## Extrait du document
Et 1, et 2, et 3 capots ! Cela va bien finir par s’arrêter !? Pierre-Antoine ne va quand même pas user tous les marais de France avant de tuer un canard ? Allons voir s’il fait mieux à Quend, sur une flaque de pâture située entre la Baie d’Authie et la Baie de Somme !

« Cette année très sèche nous pose un problème de taille, la mare est à sec… Après les petites pluies de début septembre, le niveau de la mare est monté timidement… Le copain me passe un coup de téléphone me disant que c’est chassable… Je décide donc d’y monter seul, le lendemain, le 16 septembre ! En arrivant sur place, triste constat… La petite flaque créée par les pluies s’est réduite à peau de chagrin… J’ai 100 m2 d’eau devant moi… J’hésite à rentrer à la maison, mais il est déjà tard et j’ai 1h15 de route… Heureusement, j’avais prévu le coup ! Je n’avais embarqué que des colverts, j’attache donc ma court-cri et son mâle sur le petit trou d’eau, et place 3 chanteuses en cage… J’essaye de mon convaincre qu’une sarcelle perdue pourrait venir se poser dans mon flaquet… Sans trop y croire… Effectivement, le miracle ne s’est pas produit, je repars le lendemain matin bredouille, encore une fois… Bon, celle-là, je m’y attendais et j’ai eu toute la nuit pour m’y préparer mentalement… 4ème capot ! »

(Entrées stockées du jeu de données)

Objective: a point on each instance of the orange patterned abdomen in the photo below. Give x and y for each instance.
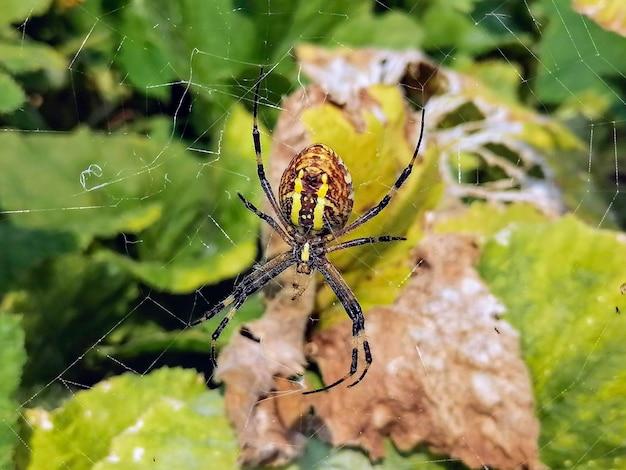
(316, 191)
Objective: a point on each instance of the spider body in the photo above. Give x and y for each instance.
(312, 212)
(315, 191)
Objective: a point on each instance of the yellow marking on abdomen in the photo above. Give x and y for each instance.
(304, 256)
(296, 202)
(318, 212)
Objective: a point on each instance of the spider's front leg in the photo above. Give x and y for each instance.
(354, 311)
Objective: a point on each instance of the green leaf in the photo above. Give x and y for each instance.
(27, 249)
(285, 23)
(381, 149)
(193, 228)
(68, 304)
(486, 219)
(561, 284)
(12, 358)
(27, 56)
(177, 435)
(54, 165)
(132, 340)
(11, 94)
(610, 14)
(577, 55)
(111, 415)
(14, 11)
(394, 29)
(207, 42)
(448, 27)
(206, 234)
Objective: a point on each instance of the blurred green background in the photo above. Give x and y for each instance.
(125, 134)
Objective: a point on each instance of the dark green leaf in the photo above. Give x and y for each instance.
(576, 55)
(11, 94)
(12, 358)
(27, 249)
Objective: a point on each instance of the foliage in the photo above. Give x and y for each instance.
(160, 420)
(12, 357)
(561, 284)
(125, 135)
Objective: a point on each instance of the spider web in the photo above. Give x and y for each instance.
(603, 139)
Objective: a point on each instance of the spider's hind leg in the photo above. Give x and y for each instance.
(354, 311)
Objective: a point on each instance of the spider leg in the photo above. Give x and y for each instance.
(354, 311)
(256, 137)
(265, 217)
(385, 200)
(363, 241)
(248, 286)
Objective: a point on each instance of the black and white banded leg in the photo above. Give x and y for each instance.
(246, 287)
(354, 311)
(265, 217)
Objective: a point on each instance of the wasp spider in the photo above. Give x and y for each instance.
(314, 203)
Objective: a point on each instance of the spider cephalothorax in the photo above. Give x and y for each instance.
(316, 200)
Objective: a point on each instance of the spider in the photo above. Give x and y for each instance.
(315, 202)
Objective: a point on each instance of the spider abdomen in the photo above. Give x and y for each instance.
(316, 191)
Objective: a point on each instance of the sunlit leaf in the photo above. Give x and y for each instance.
(11, 94)
(68, 304)
(206, 234)
(173, 434)
(576, 55)
(132, 340)
(193, 229)
(213, 46)
(393, 29)
(29, 56)
(93, 423)
(610, 14)
(561, 284)
(14, 11)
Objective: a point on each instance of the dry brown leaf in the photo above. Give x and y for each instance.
(255, 373)
(447, 372)
(442, 374)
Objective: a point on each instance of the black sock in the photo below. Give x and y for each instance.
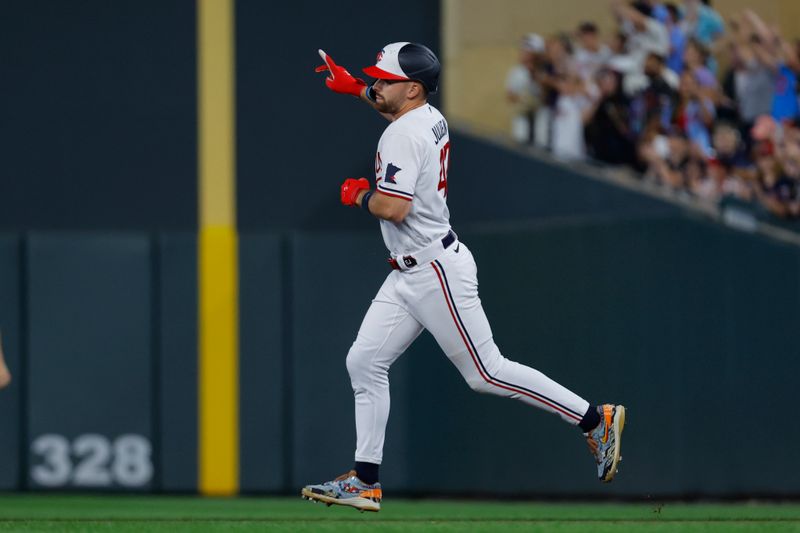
(367, 472)
(590, 420)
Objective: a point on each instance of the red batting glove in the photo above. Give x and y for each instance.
(340, 81)
(350, 189)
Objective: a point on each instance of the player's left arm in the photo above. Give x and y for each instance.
(340, 81)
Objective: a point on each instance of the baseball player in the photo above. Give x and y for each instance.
(433, 284)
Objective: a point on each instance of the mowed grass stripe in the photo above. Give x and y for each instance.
(26, 512)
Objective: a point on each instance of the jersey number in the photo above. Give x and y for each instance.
(444, 165)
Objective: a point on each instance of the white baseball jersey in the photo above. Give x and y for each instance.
(438, 292)
(411, 163)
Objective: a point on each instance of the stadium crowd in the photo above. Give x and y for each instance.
(700, 105)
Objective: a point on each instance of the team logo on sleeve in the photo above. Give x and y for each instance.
(391, 170)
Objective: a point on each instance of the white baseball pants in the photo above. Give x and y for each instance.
(442, 297)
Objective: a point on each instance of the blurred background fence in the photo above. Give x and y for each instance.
(616, 294)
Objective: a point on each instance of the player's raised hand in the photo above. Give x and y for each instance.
(339, 80)
(350, 189)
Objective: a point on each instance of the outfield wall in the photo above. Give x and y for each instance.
(619, 296)
(693, 326)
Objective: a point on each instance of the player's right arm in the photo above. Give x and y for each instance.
(340, 81)
(394, 209)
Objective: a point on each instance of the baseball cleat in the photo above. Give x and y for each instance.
(605, 440)
(348, 490)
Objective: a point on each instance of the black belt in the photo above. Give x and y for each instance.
(409, 260)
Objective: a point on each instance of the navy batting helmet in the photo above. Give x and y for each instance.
(407, 61)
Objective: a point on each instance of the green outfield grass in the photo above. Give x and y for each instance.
(173, 514)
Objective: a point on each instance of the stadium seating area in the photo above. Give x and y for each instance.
(702, 106)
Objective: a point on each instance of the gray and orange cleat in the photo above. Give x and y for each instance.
(604, 441)
(348, 490)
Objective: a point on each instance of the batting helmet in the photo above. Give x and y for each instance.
(407, 61)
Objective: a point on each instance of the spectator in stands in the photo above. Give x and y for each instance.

## Consigne donnée
Pouvez-vous recopier le passage du récit de chasse qui commence à « Et 1, et 2, et » et se termine à « Baie de Somme ! » ?

## Réponse à fournir
Et 1, et 2, et 3 capots ! Cela va bien finir par s’arrêter !? Pierre-Antoine ne va quand même pas user tous les marais de France avant de tuer un canard ? Allons voir s’il fait mieux à Quend, sur une flaque de pâture située entre la Baie d’Authie et la Baie de Somme !